--- BEGIN Passage to read ---

I wanna bring this post on home ya’ll but I’m scattered and rambling because I’m sad. I’m angry at myself. I am angry at the village, I mean the entire village. Dozens of children have died this year in Chicago, and we did nothing. Atlanta, D.C, Detroit, Newark, Miami, N.O., Baton Rouge, Lil Rock, Oakland, thousands are dead and we did and do nothing! We watch the victims and families on local news, CNN and FOX and watch the offenders on 48hrs and American Gangster and Gangland and still we do nothing!
We feel a tinge of sadness for the children that die. We feel bone deep anguish and hurt for those black mamas. We look and feel lucky not to live “there.” We thank God our kid are ok and we resume life in this broken model of a village. We do nothing more! By doing nothing more we keep KILLING OUR CHILDREN!?!?!
By blaming rappers, like adults did when we listened to real violent rap like Esham, Geto Boys, Dayton Fam, N.W.A., The Hard Boys, and Spice One, we are KILLING OUR CHILDREN. We knew at 15 that it took some PE, Ice Cube, OutKast, Goodie Mob, Scarface, 2Pac, Tribe, Hiero and De La to balance our self. We knew at 15 how important self knowledge and growth were and we sought it. So why at 25, 35, 45 do we act as though we are still children (making it rain and big toys) or act as though we never were (forgetting the lessons we learned in our own turbulent teens) and asking for the blood of other children in retribution? Any black adult that condones a child being tried as an adult in these United States is a sociopath themselves. If you are from a major metro city and reared in the 80s or 90s chances are you have engaged in at least one act that could have put u in similar circumstances, had you been caught. I guess through these tears and these words what I’m trying to convey is Derrion, I’m sorry. I apologize, this is MY fault. Silvonus, Erick, Eugene R and Eugene B, I’m sorry we let you young brothers down. We shoulda known with Yummy it was time to take control of things and guide you all better, but we failed you. We shoulda known with Fort and Hoover. We did know actually, and we just turned our heads and let thousand before you kill and die. It’s my fault I knew this was waiting for you lil homies and I did what I could (made some rap records about revolutionary realness) but that ain’t enough. In my post drug dealer, pre-rap year, I mentored and organized with six young men. They called themselves Checking Game. They believed that black men, because of the suffering and murder and violence they had endured and perpetuated, are uniquely qualified to be “champions of justice.” One’s name was E.J., who in spite of a threat on his life testified against a criminal. He went on to become a soldier and later was stabbed and hurt very badly. He was discharged, had to fight to get his general discharge upgraded to an Honorable one and he is attempting to become a cop. I am encouraging that attempt. We need more E.J.s on the APD. He and all five Boys were from Boat Rock, one of Atl’s most notorious housing projects. They made it out, they made it out because of me; we the village were proactive in their life and that allowed them to save themselves. By not being involved we have murdered our children.

--- END Passage to read ---

• [The tasks]
**1)** List every person the writer of the post above, about children killed in American cities, apologizes to by name.
**2)** Write the next part of the post above about children killed in American cities, starting right after its final sentence.

--- BEGIN Data lines ---

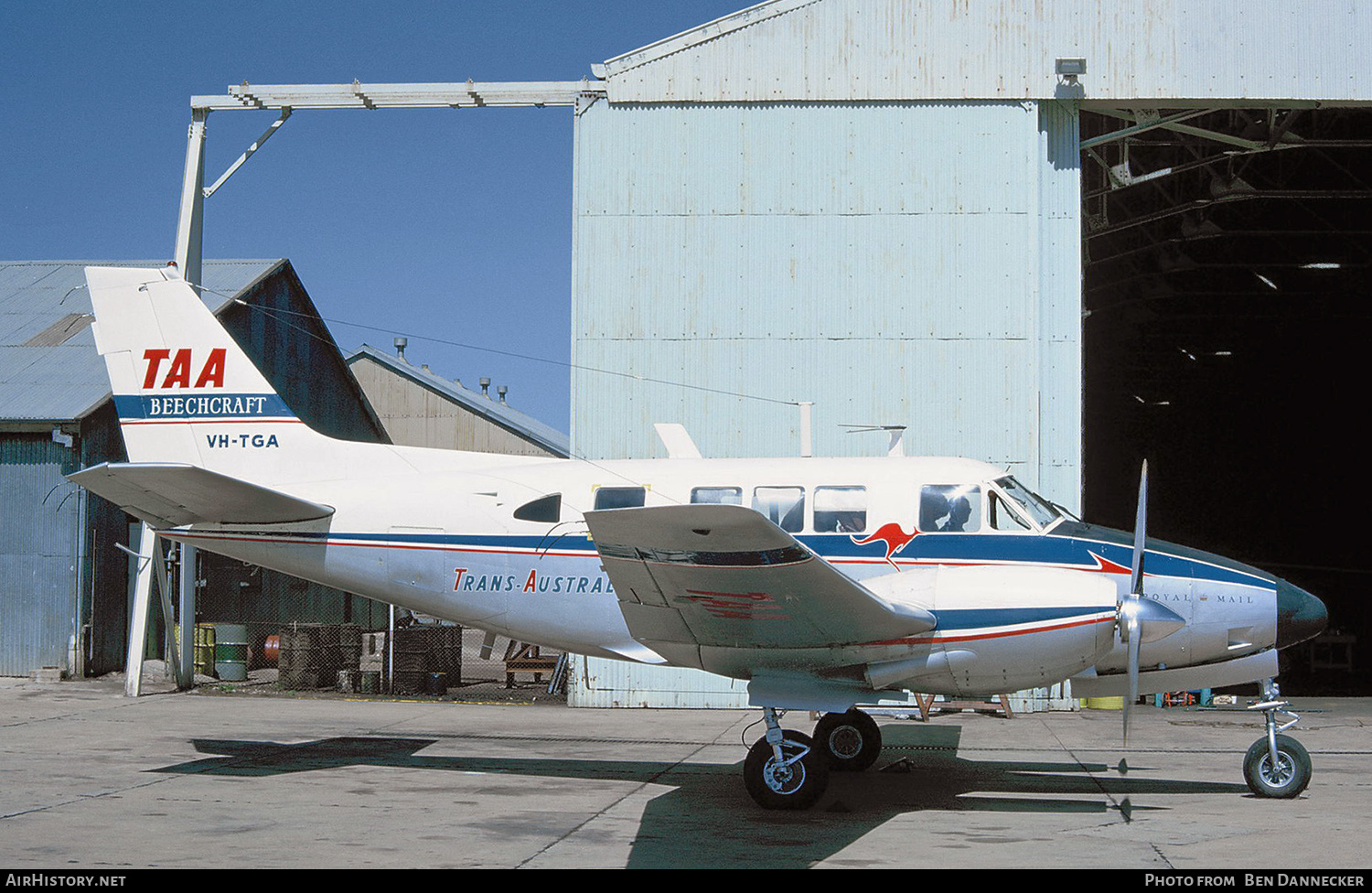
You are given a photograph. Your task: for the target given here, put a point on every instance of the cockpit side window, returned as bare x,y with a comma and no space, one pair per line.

--- END Data lines ---

• [Outputs by task]
**1)** Derrion, Silvonus, Erick, Eugene R, Eugene B

**2)**
Adults should be on every corner in the hood standing defiant and fearless. If our men are unemployed, we need you on that corner at 7 a.m. and 3 p.m. bruh. If our women tithe another dollar they must require churches to allow the men of the community to have full access to the churches facilities to oversee after school and gym programs. Frats and sororities must establish intense high school campaigns to counter balance kids’ interest in gangs. Gangs must evolve or go. If gangs cannot organize, educate and restructure membership into a true enterprise that is self regulated and legislated like the Shiners or Masons or other social clubs, they must cease to exist. The black ministers, Rabbis, Imam’s Scholars and civic leaders 25 to 45 must establish civic authority and parents and children must be required to attend a non religious meeting around community growth once a week. Kids should also be required to attend and be taught to organize independent of the parents. This is not all the answers to how to fix our village and end the murder and incarceration of our young but it’s all I can get out through the tears honestly. Please, let’s not argue today I don’t have the energy honestly. Let’s just post solutions that we know have worked in the past or will work. Some examples are: Cuba’s Each One Teach One literacy campaign, the Panther Breakfast Program, The South African Truth and reconciliation committees that allowed victimizers to ask the forgiveness from the person or persons family, the injured or killed, and the Brazilian Youth Movement that fought to get the rights of Brazilian street kids recognized, at a time when the police were killing them like dogs.
I know this post was long. Thank you for reading and thank you for asking me to write about it. I would have just buried it deep in me and lived with the tears had Mutada Mullah/ Atari not asked me to blog about it. So there it is, my raw feelings on a post. I hope that, OG Matt Herbs, Shawty J, Kato, Smel, EMcdl, These Post R Racist, Don Rico, Trondadon and all ya’ll have some uplifting solutions cause the village needs them. Andrew Young (google him) said to me two weeks ago that Benjamin E. Mays was addressing a room of black students and said “it is by no fault of your own that you are 347 years behind. All I ask is can you catch up in 25 years.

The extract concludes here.